**Exercise objective:** Exact copies of all the records are the expected output.
*** Opening Dataset entries ***
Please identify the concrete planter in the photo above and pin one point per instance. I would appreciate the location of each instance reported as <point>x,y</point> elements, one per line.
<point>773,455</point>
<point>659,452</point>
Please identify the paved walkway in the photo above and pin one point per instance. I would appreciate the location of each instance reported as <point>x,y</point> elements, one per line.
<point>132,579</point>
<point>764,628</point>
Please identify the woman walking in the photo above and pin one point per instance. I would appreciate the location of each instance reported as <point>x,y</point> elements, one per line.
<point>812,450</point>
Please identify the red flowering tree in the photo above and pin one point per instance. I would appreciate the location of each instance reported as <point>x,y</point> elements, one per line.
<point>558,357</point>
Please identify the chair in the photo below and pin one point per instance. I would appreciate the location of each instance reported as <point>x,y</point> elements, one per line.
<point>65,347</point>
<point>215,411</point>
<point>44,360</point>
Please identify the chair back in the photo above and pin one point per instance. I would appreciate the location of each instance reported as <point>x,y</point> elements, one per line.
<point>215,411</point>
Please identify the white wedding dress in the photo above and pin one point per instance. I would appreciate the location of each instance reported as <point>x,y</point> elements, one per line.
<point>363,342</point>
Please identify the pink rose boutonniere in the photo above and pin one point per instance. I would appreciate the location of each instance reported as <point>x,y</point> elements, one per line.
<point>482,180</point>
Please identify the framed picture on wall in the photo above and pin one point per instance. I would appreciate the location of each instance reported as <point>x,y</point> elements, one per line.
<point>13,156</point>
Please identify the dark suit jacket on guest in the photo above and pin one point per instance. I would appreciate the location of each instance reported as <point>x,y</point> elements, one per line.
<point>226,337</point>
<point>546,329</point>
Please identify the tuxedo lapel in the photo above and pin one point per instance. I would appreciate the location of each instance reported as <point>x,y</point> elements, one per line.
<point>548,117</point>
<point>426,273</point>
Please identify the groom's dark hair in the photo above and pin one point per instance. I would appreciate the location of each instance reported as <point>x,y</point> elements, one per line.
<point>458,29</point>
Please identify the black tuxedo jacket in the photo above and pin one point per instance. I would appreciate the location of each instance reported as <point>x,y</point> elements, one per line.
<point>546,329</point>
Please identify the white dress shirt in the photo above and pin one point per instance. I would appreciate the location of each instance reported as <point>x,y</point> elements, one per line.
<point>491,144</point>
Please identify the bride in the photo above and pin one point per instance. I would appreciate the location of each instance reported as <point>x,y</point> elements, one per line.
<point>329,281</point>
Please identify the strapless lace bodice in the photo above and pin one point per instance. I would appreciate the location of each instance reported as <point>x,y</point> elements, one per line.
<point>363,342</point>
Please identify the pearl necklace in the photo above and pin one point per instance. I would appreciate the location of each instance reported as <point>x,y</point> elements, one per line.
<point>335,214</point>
*** Closing Dataset entries ***
**Solution to this problem:**
Please identify the concrete planter in the photo above and pin one point per instance. I would appreciate the location of each instance reported as <point>x,y</point> elements, one per line.
<point>773,455</point>
<point>659,452</point>
Please identify the paved walkway in the photo above and pin one point per instance. I would appreciate the location of each instance reported as <point>x,y</point> elements, one per line.
<point>132,579</point>
<point>764,628</point>
Please identify the woman walking in the photo above and pin one point per instance. I would appreciate the location of each instance reported as <point>x,y</point> elements, one per line.
<point>812,450</point>
Please identify the red flowering tree in the photo above and pin one point per instance. I would appreciate the location of each instance reported as <point>x,y</point> elements, one per line.
<point>558,357</point>
Please identify the chair in the photo below and pin one point per instance. I would appreciate the location of each instance reported as <point>x,y</point> elements, one per line.
<point>65,347</point>
<point>215,411</point>
<point>44,360</point>
Please identify the chair back in the photo above and pin one point per instance. I would appreciate the location of each instance reported as <point>x,y</point> elements, one per line.
<point>215,411</point>
Please identify the white wedding dress in the photo above and pin one point per instance. I would appreciate the location of each instance reported as <point>x,y</point> elements, one per line.
<point>363,342</point>
Please identify the pink rose boutonniere in the photo above and pin one point per instance. I would appreciate the location of each instance reported as <point>x,y</point> elements, one per line.
<point>482,180</point>
Please identify the framed picture on wall in the photo above and pin one point per instance. I would appreciate the location of each instance reported as <point>x,y</point> elements, one per line.
<point>13,156</point>
Please identify the dark suit jacket on guest in the photo above and pin one point per instance. I would appreciate the location of each instance reported as <point>x,y</point> elements, one per line.
<point>226,337</point>
<point>546,329</point>
Please identify the tuxedo lapel in the photo above and pin one point per instance. I would appreciate the location of each instance reported as <point>x,y</point> elements, one per line.
<point>548,117</point>
<point>426,273</point>
Please identify the groom's dark hair in the photo above and pin one point per instance. I would appreciate the location of each instance reported as <point>x,y</point> elements, one per line.
<point>458,29</point>
Please identify the black tuxedo jacket in the photo above and pin one point per instance. I would appreciate the location of each instance reported as <point>x,y</point> elements, one per line.
<point>546,329</point>
Please identify the white dress shirt in the photo above and pin one point per instance. I would appreciate the location of each instance reported as <point>x,y</point> elements, one per line.
<point>491,144</point>
Please identify the bride in the photo above and pin one point per instance. I would appreciate the location of each instance reported as <point>x,y</point> elements, one per line.
<point>329,281</point>
Please identify the strapless lace bodice in the photo above and pin one point per instance. I would appreciate the location of each instance reported as <point>x,y</point> elements, one per line.
<point>363,342</point>
Please identify the pearl necklace in the photo above and pin one point per instance. I would appreciate the location of each instance reported as <point>x,y</point> elements, one per line.
<point>335,214</point>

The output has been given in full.